*Work instruction*.
Every line below from the one containing "Put a dot on each instance of the wooden" through the one containing "Put a dot on each instance of the sofa" must be transcribed exactly. Omit all lines outside that stretch.

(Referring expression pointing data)
====

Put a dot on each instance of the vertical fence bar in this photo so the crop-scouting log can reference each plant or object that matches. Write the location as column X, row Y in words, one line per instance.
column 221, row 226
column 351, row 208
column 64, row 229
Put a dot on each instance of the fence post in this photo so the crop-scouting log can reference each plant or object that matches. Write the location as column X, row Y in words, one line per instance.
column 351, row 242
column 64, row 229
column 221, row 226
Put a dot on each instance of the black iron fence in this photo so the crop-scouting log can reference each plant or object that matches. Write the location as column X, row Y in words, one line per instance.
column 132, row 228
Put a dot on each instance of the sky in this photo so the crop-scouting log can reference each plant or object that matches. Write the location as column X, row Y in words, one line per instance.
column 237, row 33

====

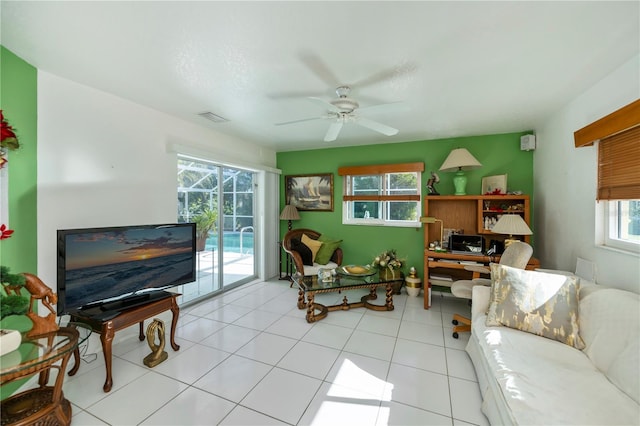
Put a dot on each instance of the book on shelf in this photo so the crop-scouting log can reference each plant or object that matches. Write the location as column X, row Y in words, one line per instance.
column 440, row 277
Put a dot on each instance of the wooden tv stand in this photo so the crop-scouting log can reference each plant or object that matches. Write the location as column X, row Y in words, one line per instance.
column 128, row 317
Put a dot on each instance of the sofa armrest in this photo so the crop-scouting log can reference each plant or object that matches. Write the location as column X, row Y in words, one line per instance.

====

*Task response*.
Put a dot on each instance of the wooden tv stand in this photo so the crop-scouting log can reference each plant or object that matches. Write the location as column X, row Y in words, one line per instance.
column 128, row 317
Put a dot on each instance of the sofa armrest in this photo so the crop-scouting log can reference each plant or object that matches. Write the location as column X, row Y in words, one line per instance.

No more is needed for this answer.